● **Written exercise**: Provide an exact copy of the data, excluding the images.

● **Provided material**:
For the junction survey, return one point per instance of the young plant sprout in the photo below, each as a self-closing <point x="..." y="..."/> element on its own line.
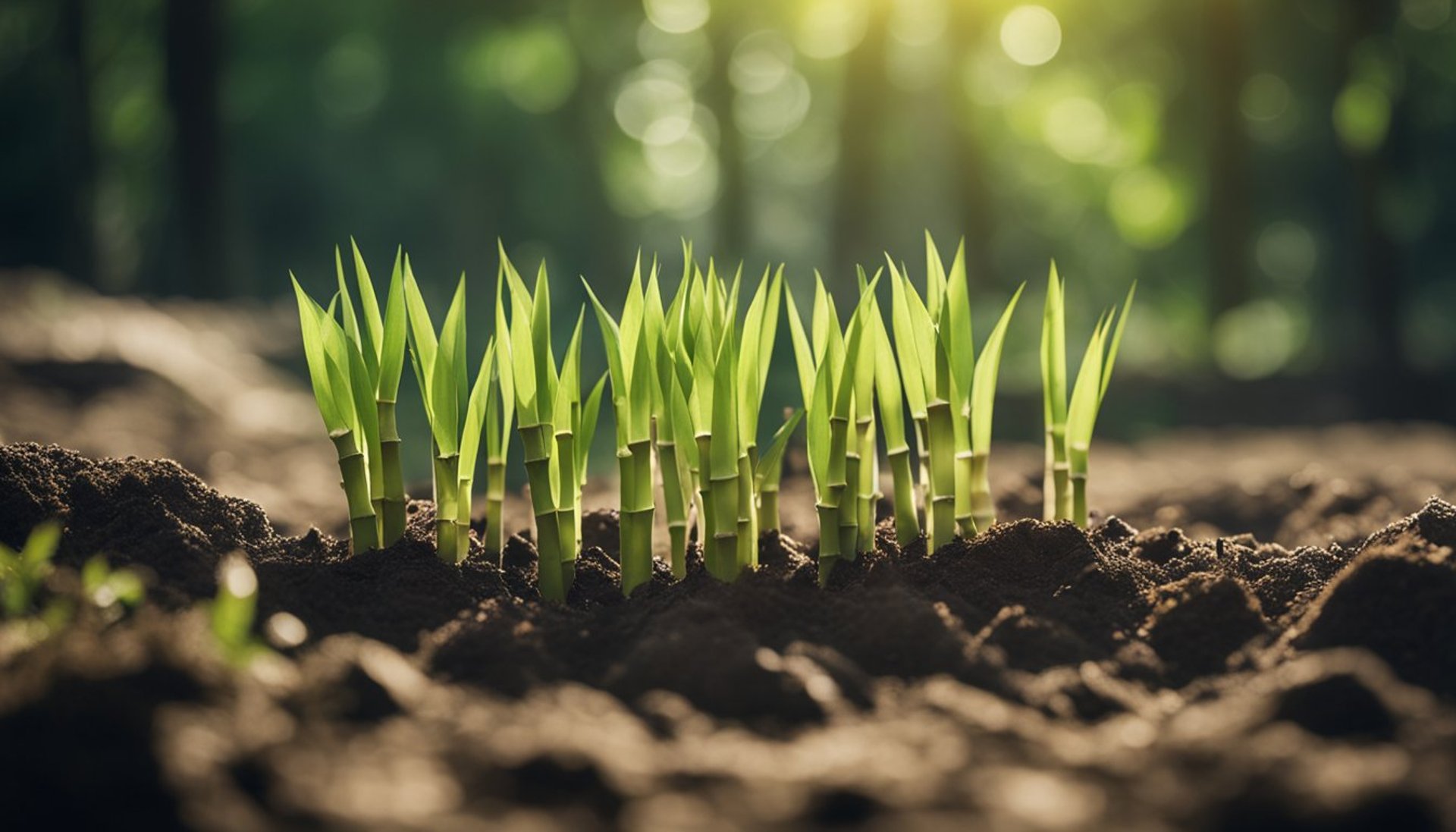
<point x="381" y="341"/>
<point x="1069" y="425"/>
<point x="676" y="444"/>
<point x="631" y="351"/>
<point x="346" y="398"/>
<point x="456" y="417"/>
<point x="892" y="417"/>
<point x="232" y="611"/>
<point x="22" y="574"/>
<point x="941" y="369"/>
<point x="500" y="410"/>
<point x="551" y="419"/>
<point x="829" y="370"/>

● **Reply to the exercise**:
For the junction survey, return one point per instance of the young plant sprout in the photo below, each as a self-closing <point x="..." y="..."/> element on its own line.
<point x="381" y="341"/>
<point x="1069" y="425"/>
<point x="676" y="444"/>
<point x="631" y="351"/>
<point x="346" y="398"/>
<point x="456" y="417"/>
<point x="892" y="417"/>
<point x="232" y="611"/>
<point x="22" y="574"/>
<point x="941" y="369"/>
<point x="500" y="410"/>
<point x="551" y="419"/>
<point x="829" y="370"/>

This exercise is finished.